◆ Spatial localization data ◆

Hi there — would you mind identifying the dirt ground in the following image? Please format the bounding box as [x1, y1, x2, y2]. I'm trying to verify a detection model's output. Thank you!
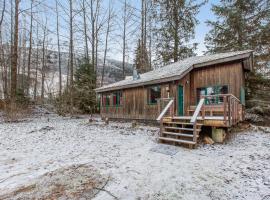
[0, 112, 269, 199]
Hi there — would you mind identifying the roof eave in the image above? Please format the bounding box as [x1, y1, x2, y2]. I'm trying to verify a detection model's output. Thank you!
[193, 51, 253, 69]
[95, 67, 193, 93]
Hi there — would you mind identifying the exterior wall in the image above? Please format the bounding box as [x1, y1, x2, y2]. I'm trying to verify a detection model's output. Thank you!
[100, 61, 246, 120]
[100, 83, 178, 120]
[190, 62, 245, 105]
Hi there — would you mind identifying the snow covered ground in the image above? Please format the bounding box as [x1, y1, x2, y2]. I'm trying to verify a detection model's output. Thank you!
[0, 113, 269, 199]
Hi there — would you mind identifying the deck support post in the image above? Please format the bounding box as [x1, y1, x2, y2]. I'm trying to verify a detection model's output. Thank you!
[193, 122, 197, 143]
[211, 127, 226, 143]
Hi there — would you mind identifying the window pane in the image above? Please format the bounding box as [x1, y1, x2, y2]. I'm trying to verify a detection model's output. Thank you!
[196, 85, 228, 104]
[106, 95, 110, 106]
[149, 86, 161, 104]
[112, 91, 123, 106]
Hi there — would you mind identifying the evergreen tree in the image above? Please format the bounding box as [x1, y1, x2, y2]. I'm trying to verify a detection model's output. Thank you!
[205, 0, 270, 72]
[152, 0, 204, 65]
[73, 62, 96, 113]
[134, 39, 151, 74]
[205, 0, 270, 111]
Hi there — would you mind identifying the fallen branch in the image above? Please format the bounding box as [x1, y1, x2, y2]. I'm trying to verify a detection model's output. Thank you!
[92, 176, 118, 200]
[0, 172, 27, 184]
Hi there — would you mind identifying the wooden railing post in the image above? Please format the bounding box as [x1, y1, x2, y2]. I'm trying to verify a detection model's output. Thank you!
[223, 96, 227, 121]
[160, 117, 163, 137]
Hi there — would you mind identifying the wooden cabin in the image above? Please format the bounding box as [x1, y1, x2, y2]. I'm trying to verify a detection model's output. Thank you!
[96, 50, 253, 147]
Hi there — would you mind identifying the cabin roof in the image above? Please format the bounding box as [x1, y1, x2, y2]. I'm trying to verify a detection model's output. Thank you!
[96, 50, 253, 93]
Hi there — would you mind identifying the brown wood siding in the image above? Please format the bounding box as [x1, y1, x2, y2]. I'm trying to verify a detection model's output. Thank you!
[190, 62, 244, 105]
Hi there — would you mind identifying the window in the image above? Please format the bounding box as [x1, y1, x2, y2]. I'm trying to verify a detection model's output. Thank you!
[148, 85, 161, 104]
[112, 91, 123, 106]
[102, 94, 110, 106]
[197, 85, 228, 104]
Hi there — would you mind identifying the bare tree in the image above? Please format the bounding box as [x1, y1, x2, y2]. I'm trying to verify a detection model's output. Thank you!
[122, 0, 127, 79]
[82, 0, 89, 62]
[90, 0, 95, 70]
[26, 0, 34, 96]
[33, 22, 39, 101]
[55, 0, 62, 96]
[101, 0, 113, 86]
[0, 0, 5, 28]
[10, 0, 20, 101]
[0, 0, 6, 99]
[41, 18, 47, 102]
[69, 0, 74, 112]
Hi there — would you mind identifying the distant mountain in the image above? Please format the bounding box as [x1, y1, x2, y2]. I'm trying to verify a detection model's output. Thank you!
[45, 50, 133, 86]
[0, 46, 133, 98]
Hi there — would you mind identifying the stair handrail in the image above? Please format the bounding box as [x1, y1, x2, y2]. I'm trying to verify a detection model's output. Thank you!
[156, 99, 174, 121]
[190, 98, 205, 124]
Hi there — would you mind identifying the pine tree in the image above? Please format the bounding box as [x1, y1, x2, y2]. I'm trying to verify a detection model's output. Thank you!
[152, 0, 204, 65]
[134, 39, 151, 74]
[205, 0, 270, 72]
[205, 0, 270, 112]
[73, 61, 96, 113]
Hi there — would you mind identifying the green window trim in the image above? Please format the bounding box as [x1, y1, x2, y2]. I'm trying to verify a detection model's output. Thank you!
[240, 87, 245, 105]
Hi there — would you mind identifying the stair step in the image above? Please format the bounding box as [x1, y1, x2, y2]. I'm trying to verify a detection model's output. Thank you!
[159, 137, 196, 145]
[164, 126, 201, 132]
[163, 122, 203, 126]
[163, 131, 199, 138]
[171, 116, 204, 121]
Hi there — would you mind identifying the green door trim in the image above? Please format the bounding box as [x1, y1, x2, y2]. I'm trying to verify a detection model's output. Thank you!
[178, 85, 184, 116]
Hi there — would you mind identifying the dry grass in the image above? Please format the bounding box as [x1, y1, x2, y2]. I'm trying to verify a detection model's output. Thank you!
[1, 101, 32, 123]
[0, 164, 108, 200]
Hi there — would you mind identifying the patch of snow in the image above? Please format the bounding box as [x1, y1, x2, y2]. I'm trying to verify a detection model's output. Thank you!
[0, 115, 269, 199]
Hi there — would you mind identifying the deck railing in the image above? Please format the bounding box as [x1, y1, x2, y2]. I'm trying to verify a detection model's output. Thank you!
[190, 98, 205, 143]
[156, 98, 174, 136]
[157, 98, 174, 121]
[200, 94, 242, 126]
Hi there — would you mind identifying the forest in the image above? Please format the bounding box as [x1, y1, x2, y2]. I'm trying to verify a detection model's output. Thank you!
[0, 0, 269, 120]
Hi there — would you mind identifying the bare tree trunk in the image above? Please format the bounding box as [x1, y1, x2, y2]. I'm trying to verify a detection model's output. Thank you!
[34, 22, 39, 101]
[55, 0, 62, 96]
[10, 0, 19, 101]
[0, 0, 5, 28]
[101, 0, 113, 86]
[0, 0, 6, 99]
[41, 19, 47, 103]
[90, 0, 95, 71]
[90, 0, 96, 71]
[69, 0, 74, 113]
[26, 0, 33, 96]
[21, 17, 26, 91]
[82, 0, 89, 63]
[148, 0, 152, 69]
[122, 0, 127, 79]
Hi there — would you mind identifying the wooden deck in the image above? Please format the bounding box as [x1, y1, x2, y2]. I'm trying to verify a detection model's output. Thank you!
[157, 94, 243, 147]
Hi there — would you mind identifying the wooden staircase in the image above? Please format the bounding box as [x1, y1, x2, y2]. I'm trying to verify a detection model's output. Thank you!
[159, 116, 203, 148]
[157, 98, 205, 148]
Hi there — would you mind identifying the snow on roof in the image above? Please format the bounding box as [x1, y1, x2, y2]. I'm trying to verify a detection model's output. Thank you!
[96, 50, 253, 92]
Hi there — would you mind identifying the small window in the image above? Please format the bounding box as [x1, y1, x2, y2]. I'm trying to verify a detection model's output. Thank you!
[148, 85, 161, 104]
[102, 94, 110, 106]
[197, 85, 228, 104]
[112, 91, 123, 106]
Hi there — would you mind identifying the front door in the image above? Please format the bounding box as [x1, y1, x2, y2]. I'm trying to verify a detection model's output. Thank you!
[178, 85, 184, 116]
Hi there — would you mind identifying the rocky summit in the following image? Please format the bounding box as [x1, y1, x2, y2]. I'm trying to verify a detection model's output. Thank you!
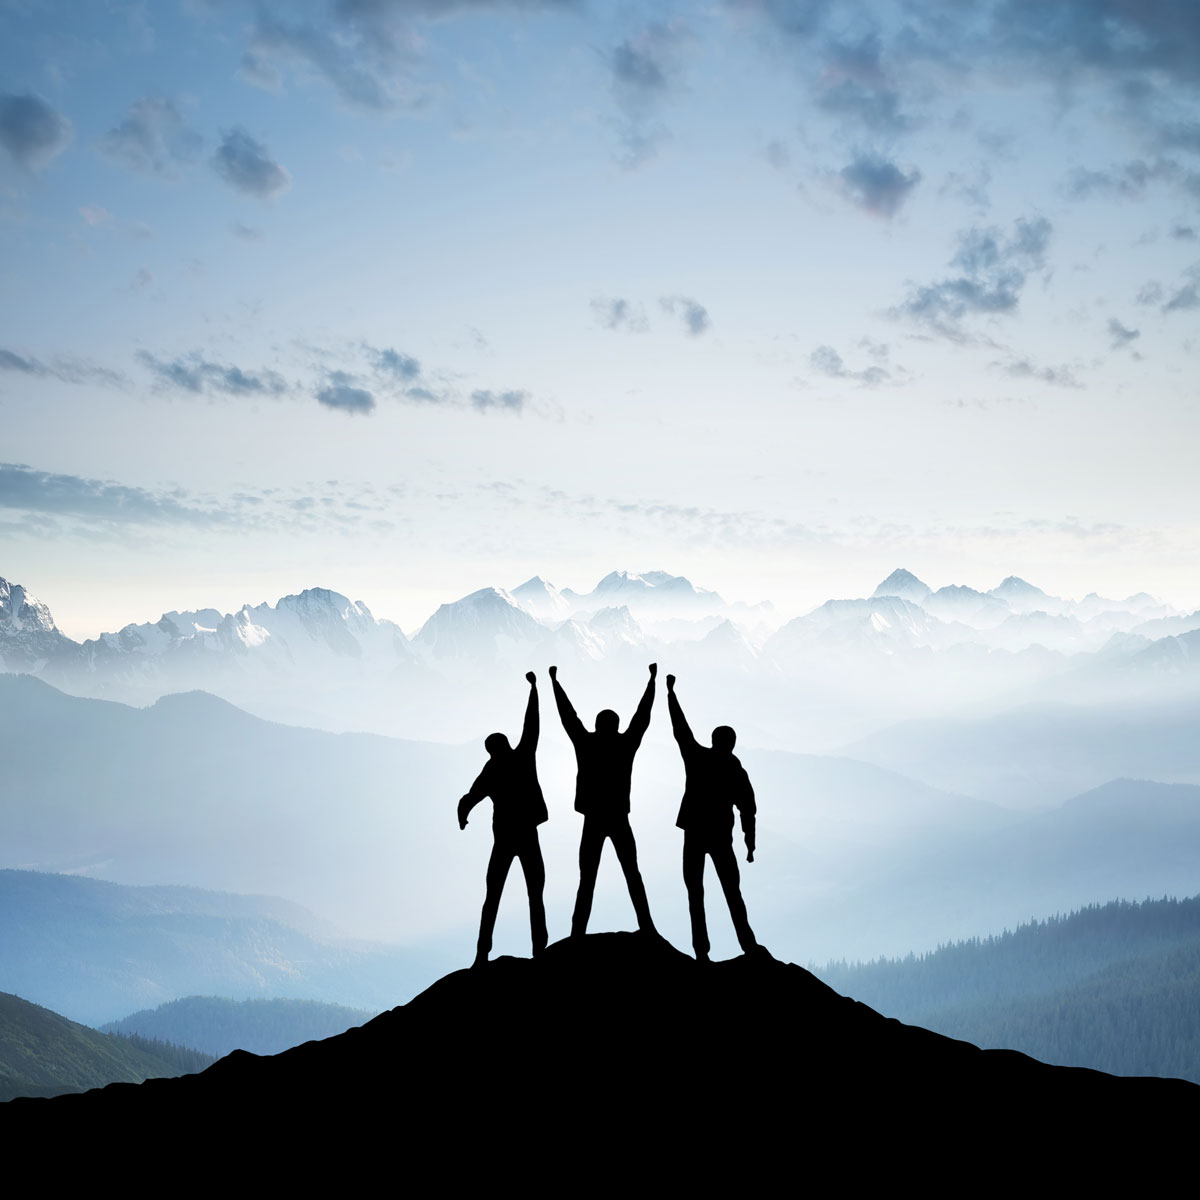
[6, 933, 1197, 1182]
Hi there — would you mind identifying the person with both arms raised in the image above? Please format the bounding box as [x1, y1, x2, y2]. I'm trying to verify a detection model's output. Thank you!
[665, 671, 760, 962]
[549, 662, 659, 939]
[457, 670, 548, 968]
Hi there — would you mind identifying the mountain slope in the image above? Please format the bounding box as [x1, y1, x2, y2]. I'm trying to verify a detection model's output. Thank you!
[0, 992, 213, 1101]
[6, 934, 1196, 1179]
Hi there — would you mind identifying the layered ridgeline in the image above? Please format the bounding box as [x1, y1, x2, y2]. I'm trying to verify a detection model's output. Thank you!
[4, 567, 1200, 757]
[102, 997, 376, 1058]
[817, 895, 1200, 1083]
[7, 683, 1200, 968]
[0, 992, 213, 1102]
[6, 936, 1197, 1180]
[0, 870, 450, 1027]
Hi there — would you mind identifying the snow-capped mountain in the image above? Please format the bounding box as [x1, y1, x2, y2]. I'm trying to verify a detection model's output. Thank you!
[509, 577, 573, 622]
[0, 577, 73, 669]
[414, 587, 545, 662]
[871, 568, 932, 605]
[5, 564, 1198, 748]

◆ TASK DESCRIPTION ◆
Beginning with the line that holds "Hi there — would you mind identifying the snow-capped", copy the entries exactly to their last line, and leave out every earlier line.

◆ OUTPUT ◆
Hi there — would you mind identifying the snow-capped mountain in the image above? Please format the bounding box as [x1, y1, x2, y2]. I'm trying to verify a detection model's output. Thank you!
[509, 577, 573, 622]
[0, 577, 73, 669]
[414, 587, 545, 662]
[871, 568, 932, 605]
[5, 564, 1198, 748]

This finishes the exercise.